According to a second aspect of the present invention, there is provided a vertical turbine pump arrangement comprising an above-mentioned bowl pump, wherein the impeller of the vertical turbine pump is connected to a drive shaft extending from said motor.
Thus, the present invention is based on the insight of shaping the guide vanes, before the crest and/or at the crest, to guide the liquid flow towards the hub instead of towards the pump housing of the bowl pump in order to obtain higher efficiency, less flow separation and more optimal flow profile leaving the pump housing. Thus, the guide vane is provided with positive lean angle at least before and/or at the crest of the hub, i.e. that the guide vanes are tilted towards the pressure side of the guide vane. Thus, the pressure side surface of the guide vane is facing the outer surface of the hub.
According to various embodiments of the present invention, each guide vane has a mean radial span vane angle (d) that is equal to or more than 30 degrees up to 0,3 relative axial position of the guide vane, preferably up to 0,5 relative axial position and most preferably up to 0,7 relative axial position. This means that the efficiency of the bowl pump is further enhanced, and the flow profile is even more optimal.

INPUT:
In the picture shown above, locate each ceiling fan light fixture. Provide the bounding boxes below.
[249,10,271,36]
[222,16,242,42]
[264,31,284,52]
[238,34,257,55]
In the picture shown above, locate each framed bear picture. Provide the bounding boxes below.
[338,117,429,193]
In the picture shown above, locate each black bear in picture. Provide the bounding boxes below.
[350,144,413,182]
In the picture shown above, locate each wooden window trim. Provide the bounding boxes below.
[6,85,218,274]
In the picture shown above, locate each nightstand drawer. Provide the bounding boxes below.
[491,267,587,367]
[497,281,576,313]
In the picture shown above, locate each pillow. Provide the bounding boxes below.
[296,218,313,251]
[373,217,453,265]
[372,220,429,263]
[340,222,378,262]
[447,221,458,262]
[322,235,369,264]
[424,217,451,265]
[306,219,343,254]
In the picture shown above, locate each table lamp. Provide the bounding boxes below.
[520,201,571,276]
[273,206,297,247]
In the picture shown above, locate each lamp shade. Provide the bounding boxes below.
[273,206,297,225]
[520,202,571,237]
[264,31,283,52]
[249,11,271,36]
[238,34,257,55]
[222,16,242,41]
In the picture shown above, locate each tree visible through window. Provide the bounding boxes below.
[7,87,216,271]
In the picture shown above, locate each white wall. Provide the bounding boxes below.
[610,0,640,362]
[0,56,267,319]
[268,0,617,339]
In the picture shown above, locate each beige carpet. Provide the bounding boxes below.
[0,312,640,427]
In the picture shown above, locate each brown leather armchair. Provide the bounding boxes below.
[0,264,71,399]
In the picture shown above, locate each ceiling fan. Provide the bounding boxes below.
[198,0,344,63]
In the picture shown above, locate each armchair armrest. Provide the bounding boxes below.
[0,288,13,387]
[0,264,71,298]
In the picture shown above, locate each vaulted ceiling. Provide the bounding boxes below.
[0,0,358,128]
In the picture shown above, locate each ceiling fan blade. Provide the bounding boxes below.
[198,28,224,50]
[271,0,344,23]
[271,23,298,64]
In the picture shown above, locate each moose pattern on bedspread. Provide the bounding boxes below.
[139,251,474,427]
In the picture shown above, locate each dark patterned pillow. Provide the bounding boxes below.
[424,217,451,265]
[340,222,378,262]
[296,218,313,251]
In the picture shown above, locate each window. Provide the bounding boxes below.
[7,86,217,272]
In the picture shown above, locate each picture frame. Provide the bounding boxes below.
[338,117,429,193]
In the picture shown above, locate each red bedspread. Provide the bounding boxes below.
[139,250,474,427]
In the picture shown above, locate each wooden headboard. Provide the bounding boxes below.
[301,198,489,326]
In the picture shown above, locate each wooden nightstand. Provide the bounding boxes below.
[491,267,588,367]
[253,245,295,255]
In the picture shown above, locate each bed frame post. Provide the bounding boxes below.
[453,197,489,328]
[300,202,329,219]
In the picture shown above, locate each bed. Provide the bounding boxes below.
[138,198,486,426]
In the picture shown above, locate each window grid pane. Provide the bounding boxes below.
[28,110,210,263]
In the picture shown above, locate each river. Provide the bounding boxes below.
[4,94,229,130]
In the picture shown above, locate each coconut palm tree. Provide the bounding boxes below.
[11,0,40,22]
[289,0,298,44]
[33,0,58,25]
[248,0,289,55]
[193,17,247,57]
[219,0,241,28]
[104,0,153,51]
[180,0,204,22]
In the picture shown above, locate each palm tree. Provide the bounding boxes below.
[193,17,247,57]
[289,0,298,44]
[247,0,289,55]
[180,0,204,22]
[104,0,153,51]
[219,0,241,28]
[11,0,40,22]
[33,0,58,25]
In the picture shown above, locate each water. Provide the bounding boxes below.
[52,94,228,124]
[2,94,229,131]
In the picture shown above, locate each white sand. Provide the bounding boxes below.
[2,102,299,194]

SHORT EXERCISE A: Convert the listing, from its first line up to and including the line with "[222,16,242,41]", into a JSON list of strings with one string for each line, leaving out blank lines.
SHORT EXERCISE B: Pick up the text on bowl pump guide vanes and keep writing after its last sentence.
The listing has nothing to do with the text about the bowl pump.

EXPECTED OUTPUT A:
[
  "In the picture shown above, locate each ceiling fan light fixture. Provide the bounding boxes below.",
  "[249,10,271,36]",
  "[222,16,242,42]",
  "[264,31,284,52]",
  "[238,34,257,55]",
  "In the picture shown above, locate each framed bear picture. Provide the bounding boxes below.",
  "[338,117,429,193]",
  "In the picture shown above, locate each black bear in picture. Provide the bounding boxes below.",
  "[350,144,413,182]",
  "In the picture shown above, locate each wooden window trim. Provide the bounding boxes below.",
  "[6,85,218,274]",
  "In the picture shown above, locate each nightstand drawer. Provide the bounding boxes below.",
  "[491,267,587,367]",
  "[497,281,576,313]",
  "In the picture shown above, locate each pillow. Provide the bounding boxes below.",
  "[296,218,313,251]",
  "[373,217,453,265]",
  "[372,220,429,263]",
  "[340,222,378,262]",
  "[447,221,458,262]",
  "[322,235,369,264]",
  "[424,217,451,265]",
  "[306,219,343,254]",
  "In the picture shown above, locate each table lamp. Provide the bounding boxes below.",
  "[520,201,571,276]",
  "[273,206,297,247]",
  "In the picture shown above, locate each lamp shade. Provide the bounding boxes below.",
  "[273,206,297,225]",
  "[520,202,571,237]",
  "[264,31,283,52]",
  "[249,11,271,36]",
  "[238,34,257,55]",
  "[222,16,242,41]"
]

EXPECTED OUTPUT B:
According to various embodiments, each guide vane has a mean radial span vane angle (d) that is equal to or more than 35 degrees from 0,1 to 0,2 relative axial position. This means that the efficiency of the bowl pump is further enhanced, and the flow profile is even more optimal.
According to various embodiments, each guide vane has a mean radial span vane angle (d) that is equal to or more than 40 degrees from 0,2 to 0,3 relative axial position. This means that the efficiency of the bowl pump is further enhanced, and the flow profile is even more optimal.
According to various embodiments, the crest of the hub is located upstream 0,3 relative axial position and located downstream 0,05 relative axial position.
Further advantages with and features of the invention will be apparent from the other dependent claims as well as from the following detailed description of preferred embodiments.
Brief description of the drawings
A more complete understanding of the abovementioned and other features and advantages of the present invention will be apparent from the following detailed description of preferred embodiments in conjunction with the appended drawings, wherein:
Fig. 1 is a schematic semi cross sectional side view of a vertical bowl pump arrangement,
Fig. 2 is a schematic perspective view from above of an inventive bowl/vertical turbine pump,
Fig. 3 is a schematic cross-sectional side view of the bowl pump of figure 2,
Fig. 4 is a schematic cross-sectional view from above of a bowl pump highlighting the pressure side radial span vane angle (a) and the suction side radial span vane angle (b), and Fig. 5a-f are schematic cross-sectional views from above at different relative axial position of the guide vanes.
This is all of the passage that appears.